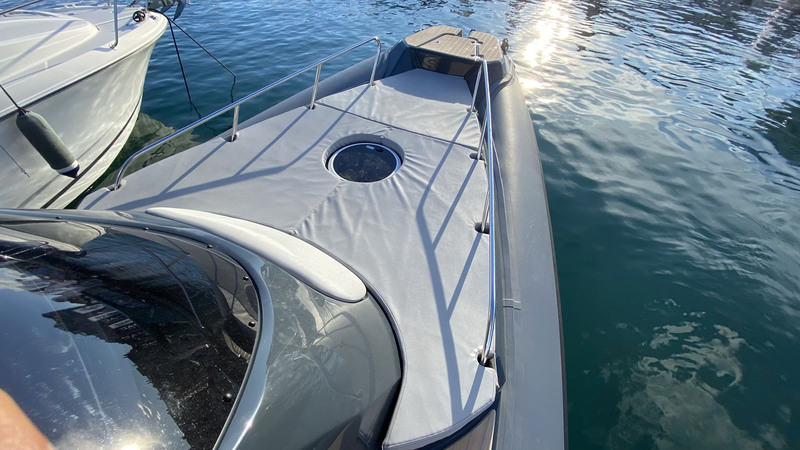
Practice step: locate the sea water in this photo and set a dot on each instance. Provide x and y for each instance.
(670, 139)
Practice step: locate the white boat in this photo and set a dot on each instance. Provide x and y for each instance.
(83, 72)
(382, 249)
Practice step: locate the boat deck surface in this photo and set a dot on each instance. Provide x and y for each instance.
(411, 236)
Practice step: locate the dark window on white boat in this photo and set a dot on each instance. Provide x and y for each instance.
(364, 162)
(122, 337)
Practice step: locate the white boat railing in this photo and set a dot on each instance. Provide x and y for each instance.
(487, 219)
(235, 105)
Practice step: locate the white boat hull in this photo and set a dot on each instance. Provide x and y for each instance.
(90, 100)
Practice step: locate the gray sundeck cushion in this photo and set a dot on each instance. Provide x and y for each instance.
(410, 236)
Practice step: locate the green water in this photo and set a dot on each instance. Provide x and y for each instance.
(670, 138)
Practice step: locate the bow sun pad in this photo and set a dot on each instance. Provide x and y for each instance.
(410, 236)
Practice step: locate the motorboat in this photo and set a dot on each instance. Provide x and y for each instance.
(367, 264)
(72, 80)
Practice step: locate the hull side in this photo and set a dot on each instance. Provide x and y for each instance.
(531, 405)
(92, 117)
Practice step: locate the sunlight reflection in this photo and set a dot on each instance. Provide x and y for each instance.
(549, 25)
(552, 25)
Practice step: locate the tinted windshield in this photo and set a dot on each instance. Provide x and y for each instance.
(120, 337)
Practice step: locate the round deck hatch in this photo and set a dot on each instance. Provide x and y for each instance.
(364, 162)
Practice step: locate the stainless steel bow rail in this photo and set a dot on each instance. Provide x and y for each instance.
(235, 105)
(487, 154)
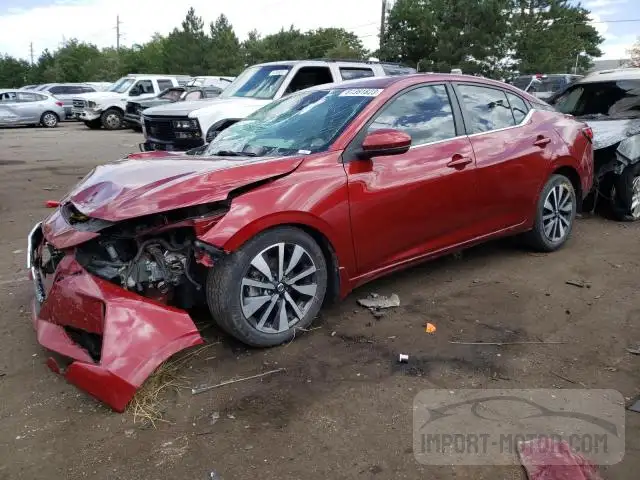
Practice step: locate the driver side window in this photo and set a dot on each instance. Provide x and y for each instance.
(424, 113)
(309, 77)
(144, 87)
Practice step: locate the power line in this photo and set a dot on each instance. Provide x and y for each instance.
(118, 35)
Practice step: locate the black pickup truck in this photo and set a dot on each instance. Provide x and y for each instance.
(170, 95)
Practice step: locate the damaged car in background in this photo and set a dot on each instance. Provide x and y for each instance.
(609, 102)
(306, 199)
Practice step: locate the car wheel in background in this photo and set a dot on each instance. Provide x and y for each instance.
(274, 284)
(112, 119)
(49, 120)
(625, 195)
(94, 124)
(555, 215)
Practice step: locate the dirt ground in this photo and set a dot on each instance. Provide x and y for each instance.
(343, 407)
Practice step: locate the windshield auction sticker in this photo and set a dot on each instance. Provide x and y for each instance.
(361, 92)
(495, 427)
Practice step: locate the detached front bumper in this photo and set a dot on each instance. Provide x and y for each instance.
(111, 339)
(86, 115)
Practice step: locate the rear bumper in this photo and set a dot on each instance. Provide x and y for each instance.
(110, 339)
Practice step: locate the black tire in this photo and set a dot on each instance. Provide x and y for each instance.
(224, 287)
(537, 238)
(112, 119)
(49, 120)
(623, 193)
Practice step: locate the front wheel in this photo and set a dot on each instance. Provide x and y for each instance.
(274, 284)
(49, 120)
(112, 119)
(555, 215)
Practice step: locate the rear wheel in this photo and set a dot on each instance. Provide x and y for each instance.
(625, 195)
(112, 119)
(555, 215)
(49, 120)
(274, 284)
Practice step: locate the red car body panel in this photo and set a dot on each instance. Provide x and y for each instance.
(132, 188)
(137, 333)
(377, 216)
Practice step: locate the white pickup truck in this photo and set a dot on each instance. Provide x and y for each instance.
(106, 109)
(182, 126)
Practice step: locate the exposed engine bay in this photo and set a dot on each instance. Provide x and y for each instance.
(154, 257)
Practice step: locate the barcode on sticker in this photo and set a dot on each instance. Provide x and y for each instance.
(361, 92)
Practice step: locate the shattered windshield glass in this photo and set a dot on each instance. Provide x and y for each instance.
(300, 124)
(601, 100)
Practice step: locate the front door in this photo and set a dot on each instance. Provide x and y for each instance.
(403, 206)
(512, 154)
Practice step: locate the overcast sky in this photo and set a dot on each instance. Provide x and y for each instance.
(47, 23)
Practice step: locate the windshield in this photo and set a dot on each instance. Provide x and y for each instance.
(122, 85)
(615, 99)
(258, 82)
(299, 124)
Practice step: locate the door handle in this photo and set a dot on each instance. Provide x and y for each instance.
(459, 161)
(542, 141)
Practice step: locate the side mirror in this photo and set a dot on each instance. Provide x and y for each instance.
(386, 141)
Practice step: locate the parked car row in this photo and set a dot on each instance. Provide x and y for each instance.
(297, 202)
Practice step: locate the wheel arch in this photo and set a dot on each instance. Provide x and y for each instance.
(574, 177)
(315, 227)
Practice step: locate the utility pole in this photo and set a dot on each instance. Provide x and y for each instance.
(383, 17)
(118, 33)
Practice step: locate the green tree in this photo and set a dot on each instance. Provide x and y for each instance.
(225, 52)
(13, 72)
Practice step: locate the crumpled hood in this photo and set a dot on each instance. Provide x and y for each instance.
(131, 188)
(99, 97)
(610, 132)
(195, 108)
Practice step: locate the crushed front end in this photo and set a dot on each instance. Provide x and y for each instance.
(111, 298)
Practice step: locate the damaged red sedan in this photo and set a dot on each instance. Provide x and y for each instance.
(309, 197)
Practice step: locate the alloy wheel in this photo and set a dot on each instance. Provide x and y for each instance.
(278, 287)
(557, 213)
(49, 120)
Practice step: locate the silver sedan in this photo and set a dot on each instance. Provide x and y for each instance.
(23, 107)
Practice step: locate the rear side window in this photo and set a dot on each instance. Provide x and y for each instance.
(424, 113)
(486, 108)
(164, 84)
(349, 73)
(28, 97)
(518, 107)
(392, 70)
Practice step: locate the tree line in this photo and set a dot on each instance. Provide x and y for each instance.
(494, 38)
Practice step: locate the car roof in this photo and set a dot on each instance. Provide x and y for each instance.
(632, 73)
(388, 81)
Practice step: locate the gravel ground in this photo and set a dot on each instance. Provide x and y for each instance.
(343, 408)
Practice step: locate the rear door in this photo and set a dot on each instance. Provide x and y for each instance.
(30, 107)
(404, 206)
(512, 153)
(9, 112)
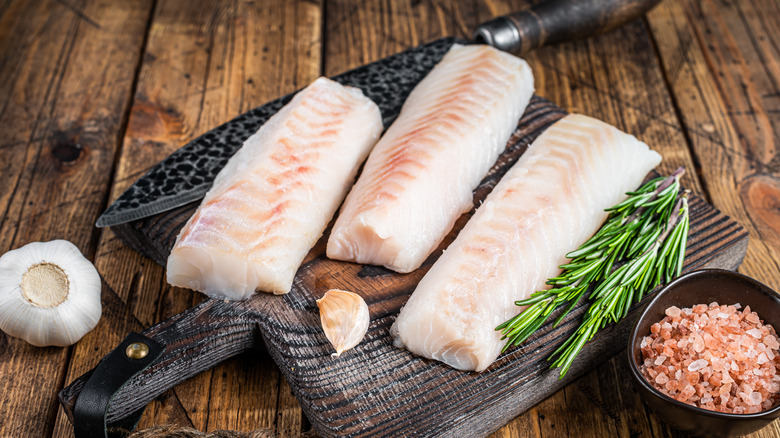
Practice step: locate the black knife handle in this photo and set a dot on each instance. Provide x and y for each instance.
(184, 345)
(555, 21)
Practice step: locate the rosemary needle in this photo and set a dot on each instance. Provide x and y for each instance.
(641, 245)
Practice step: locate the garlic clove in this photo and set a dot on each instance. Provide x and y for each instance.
(344, 316)
(49, 293)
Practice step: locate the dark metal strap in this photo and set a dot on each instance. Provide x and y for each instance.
(131, 357)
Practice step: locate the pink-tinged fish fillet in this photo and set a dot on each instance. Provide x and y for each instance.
(547, 204)
(419, 178)
(276, 195)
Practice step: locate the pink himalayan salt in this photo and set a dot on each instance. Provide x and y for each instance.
(714, 357)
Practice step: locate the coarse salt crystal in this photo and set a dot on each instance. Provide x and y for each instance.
(673, 311)
(697, 365)
(714, 357)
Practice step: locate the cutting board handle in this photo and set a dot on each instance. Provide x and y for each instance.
(555, 21)
(193, 341)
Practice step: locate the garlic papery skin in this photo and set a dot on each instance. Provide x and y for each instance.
(49, 293)
(344, 316)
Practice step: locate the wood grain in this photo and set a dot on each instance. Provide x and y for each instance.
(342, 398)
(700, 81)
(204, 63)
(62, 109)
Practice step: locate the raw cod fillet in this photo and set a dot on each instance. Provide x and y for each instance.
(547, 204)
(419, 178)
(276, 195)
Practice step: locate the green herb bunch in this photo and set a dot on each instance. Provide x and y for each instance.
(641, 245)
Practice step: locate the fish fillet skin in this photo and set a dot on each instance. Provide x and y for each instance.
(420, 176)
(547, 204)
(274, 198)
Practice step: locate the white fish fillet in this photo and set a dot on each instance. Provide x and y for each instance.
(419, 178)
(276, 195)
(547, 204)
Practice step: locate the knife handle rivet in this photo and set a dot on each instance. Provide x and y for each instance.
(137, 350)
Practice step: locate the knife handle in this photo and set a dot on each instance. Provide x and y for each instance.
(193, 341)
(555, 21)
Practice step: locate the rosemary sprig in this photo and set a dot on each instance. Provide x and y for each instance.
(645, 236)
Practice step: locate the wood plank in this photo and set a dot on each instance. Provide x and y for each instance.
(720, 61)
(613, 77)
(401, 392)
(62, 108)
(205, 62)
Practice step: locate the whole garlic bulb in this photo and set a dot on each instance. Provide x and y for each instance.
(49, 293)
(344, 316)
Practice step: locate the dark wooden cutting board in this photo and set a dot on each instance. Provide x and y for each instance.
(376, 389)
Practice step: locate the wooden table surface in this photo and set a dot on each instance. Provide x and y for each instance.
(95, 92)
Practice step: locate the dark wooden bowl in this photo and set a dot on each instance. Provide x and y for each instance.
(702, 287)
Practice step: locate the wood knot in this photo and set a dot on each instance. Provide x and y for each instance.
(67, 151)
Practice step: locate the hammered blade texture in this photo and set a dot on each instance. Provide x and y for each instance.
(187, 174)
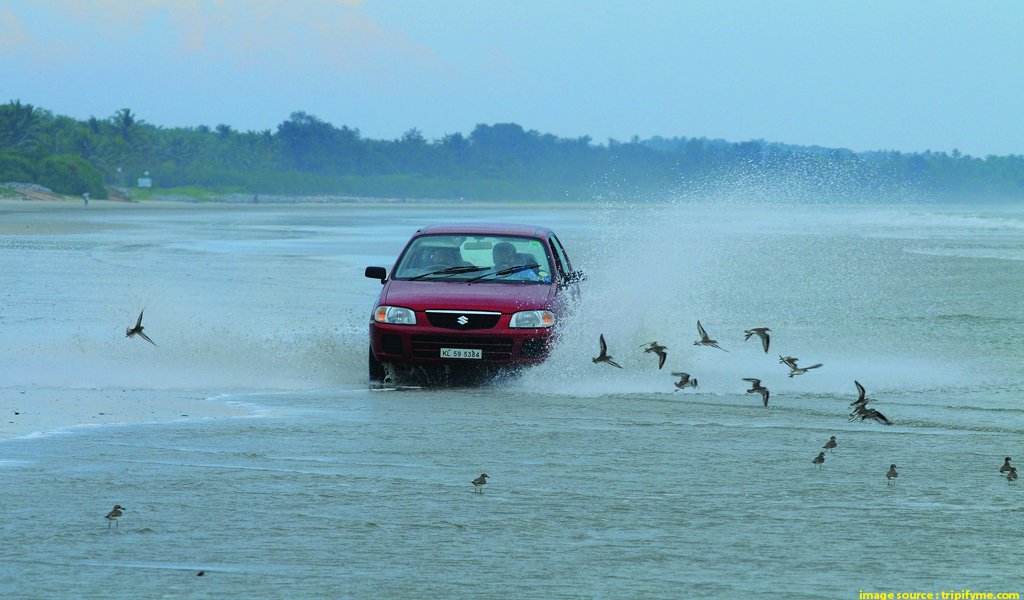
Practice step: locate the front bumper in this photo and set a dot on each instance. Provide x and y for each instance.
(421, 344)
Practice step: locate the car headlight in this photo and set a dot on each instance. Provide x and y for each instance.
(394, 315)
(532, 318)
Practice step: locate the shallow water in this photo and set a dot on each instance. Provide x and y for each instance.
(603, 482)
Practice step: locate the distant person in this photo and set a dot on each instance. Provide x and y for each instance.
(505, 257)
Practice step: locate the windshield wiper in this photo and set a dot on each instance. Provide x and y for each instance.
(505, 271)
(452, 270)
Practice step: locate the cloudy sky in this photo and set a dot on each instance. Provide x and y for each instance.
(863, 75)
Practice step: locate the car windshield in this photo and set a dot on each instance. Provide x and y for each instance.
(474, 258)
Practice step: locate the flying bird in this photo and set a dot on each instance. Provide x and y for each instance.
(862, 398)
(479, 482)
(756, 387)
(761, 332)
(705, 340)
(138, 330)
(603, 356)
(794, 370)
(866, 414)
(685, 380)
(114, 515)
(657, 349)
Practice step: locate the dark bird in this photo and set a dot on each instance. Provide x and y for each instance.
(862, 398)
(865, 414)
(114, 515)
(756, 387)
(684, 380)
(479, 482)
(138, 330)
(657, 349)
(705, 340)
(761, 332)
(794, 370)
(603, 356)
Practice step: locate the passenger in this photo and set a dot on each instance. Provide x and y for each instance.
(506, 257)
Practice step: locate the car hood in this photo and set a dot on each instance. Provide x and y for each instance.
(461, 296)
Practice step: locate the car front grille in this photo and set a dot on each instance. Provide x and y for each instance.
(463, 320)
(493, 348)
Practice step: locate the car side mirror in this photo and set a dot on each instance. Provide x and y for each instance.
(574, 276)
(377, 272)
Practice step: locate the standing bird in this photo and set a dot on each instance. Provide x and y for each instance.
(479, 482)
(684, 380)
(138, 330)
(794, 370)
(892, 475)
(114, 515)
(659, 350)
(603, 356)
(761, 332)
(756, 387)
(705, 340)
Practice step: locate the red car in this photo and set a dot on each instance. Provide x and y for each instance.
(471, 299)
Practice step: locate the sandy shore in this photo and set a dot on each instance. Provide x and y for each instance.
(33, 412)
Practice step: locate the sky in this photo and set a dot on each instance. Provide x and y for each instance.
(864, 75)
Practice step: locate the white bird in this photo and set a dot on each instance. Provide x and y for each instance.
(684, 380)
(603, 356)
(761, 332)
(705, 340)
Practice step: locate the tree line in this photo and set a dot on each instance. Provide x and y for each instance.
(307, 156)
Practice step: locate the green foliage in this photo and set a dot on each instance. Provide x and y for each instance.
(71, 175)
(15, 168)
(307, 156)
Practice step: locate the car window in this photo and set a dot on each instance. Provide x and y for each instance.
(446, 257)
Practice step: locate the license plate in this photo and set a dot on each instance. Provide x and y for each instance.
(461, 353)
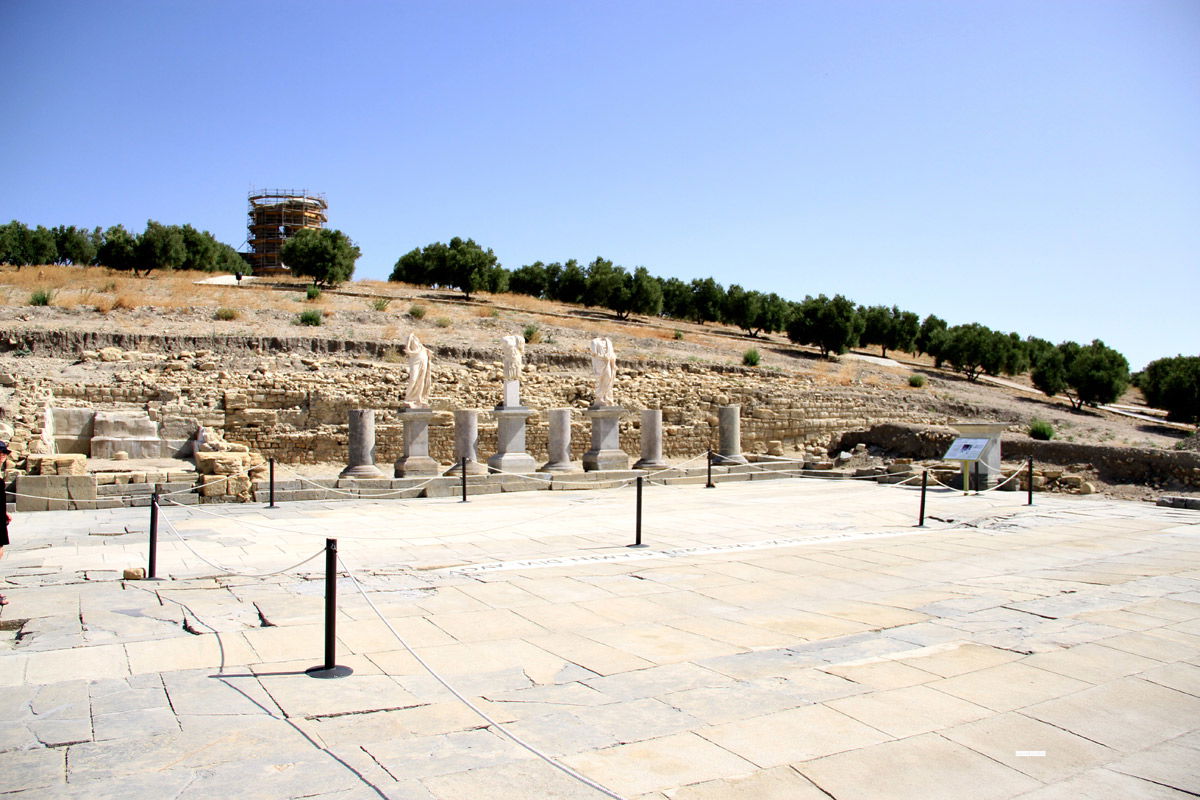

* _What you are asked to do_
Copy out the rows, starting at the line that contains "Practice step: locate the license" and continuing through the end of the rows, keeping each line unchanged. Leave out any pictures from your copy.

* _The completed task_
Practice step: locate the license plate in this photo and set a dot on each instance. Provide x and y for each instance.
(461, 353)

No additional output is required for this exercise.